- **PROBLEMS AND TASKS**
• A. According to the glacier mass balance text, which year shows the lowest summer mass balance values, and what do they reflect?
• B. Write a continuation of the glacier mass balance text that starts right after its last sentence.

- **EXCERPTED TEXT**
========

By comparing Figures 6c, d (blue dots), we observe that the regression coefficient α values of all glaciers are much more scattered in summer than in winter. In winter, α w ranges between −2.7 and −0.6 mm w.e. a−1 m−1, whereas α s ranges between −15 and −1 mm w.e. a−1 m−1 in summer. For both seasons, we observe that the lower the absolute α value, the lower the RMSE over the calibration period.

4.1.2. Performance for the average of all observed glaciers

The mean MB time series averaged for all glaciers is also interesting to study as it illustrates glacier behaviour at the scale of the entire European Alps.

In winter (Fig. 5a), 〈B w_VGT〉 globally fits well with 〈B w_obs〉. Absolute mean MB errors |MBE w_cal | (i.e. the mean difference between B w_VGT and B w_obs for all the glaciers) are maximal in 2005 (175 mm w.e. a−1), 2001 (110 mm w.e. a−1), and to a lesser extent, in 2007 (95 mm w.e. a−1) (Table 2). Nevertheless, these errors are small compared with the standard deviation of the observed winter MB of all glaciers σ w_obs computed for 2001, 2005 and 2007, respectively equal to 615, 373 and 272 mm w.e. a−1.We also note that the two contrasting winter balance years in 2000 and 2001 are well captured by the model. In summer (Fig. 5b), 〈B s_VGT 〉 fits less well with 〈B s_obs〉 than in winter although the largest interannual variations are captured. In 2003, we observe the lowest MB values reflecting the exceptional summer heat wave of 2003. Absolute mean MB errors |MBE s_cal | are the highest for 2007 (448 mm w.e. a−1) and 2003 (356 mm w.e. a−1). These summer errors are higher than winter errors but still inferior to σ s_obs of 2007 and 2003 (respectively 594 and 559 mm w.e. a−1) (Table 2). Larger errors in summer can be partly explained by higher interannual variability in summer observed MBs. If we consider the annual MB (sum of winter and summer MB; Fig. 5c), the largest errors occur for 2007 and 2003 (respectively 582 and 411 mm w.e. a−1), as in summer.

========

- **DATA LINES**
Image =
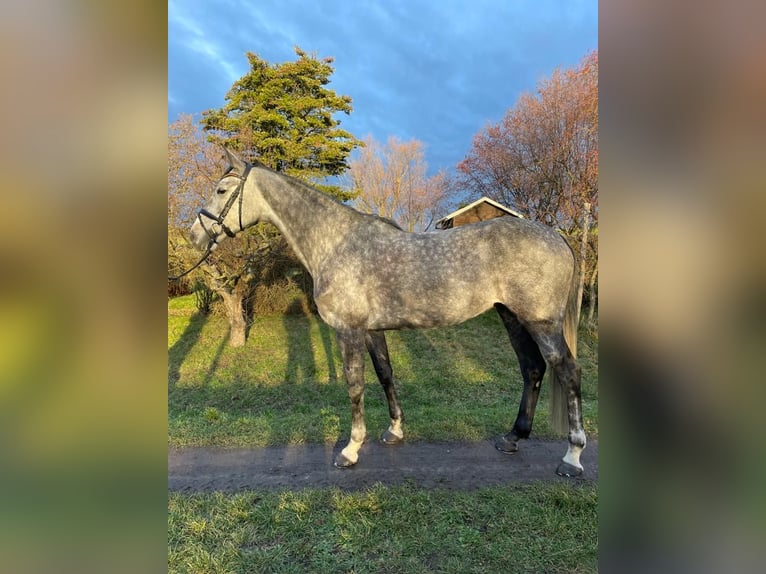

========

- **ANSWERS GIVEN**
• A. The lowest summer mass balance values occur in 2003, reflecting the exceptional summer heat wave of that year.

• B.
Fig. 5. Time series of mean observed MB (red) over the calibration period and of mean VGT MB (blue) over the period covered by SPOT/VGT, averaged for the 55 glaciers. The dashed red curves represent the time series of observed MB±the standard deviation for all glaciers. (a) Winter MB for the calibration period, 1999–2008 and the period covered by SPOT/VGT, 1999–2014. (b) Summer MB for the calibration period, 1998–2008 and the period covered by SPOT/VGT, 1998–2013. (c) Annual MB (sum of winter and summer MBs) over 1999–2013.

Table 2. Mean mass balance error MBE averaged for all glaciers and standard deviation σ of the observed MBs, per year and for the overall calibration period 1998/1999–2008

The agreement between VGT MB estimations and observed MB over the calibration period presented above is satisfying. In order to test the robustness of our approach, we first perform a cross-validation of the 55 regressions to assess the temporal robustness and skills of the regression coefficients. We then compare seasonal VGT MB time series and independent observed MB data (not used for calibration) over the evaluation period 2009–2014.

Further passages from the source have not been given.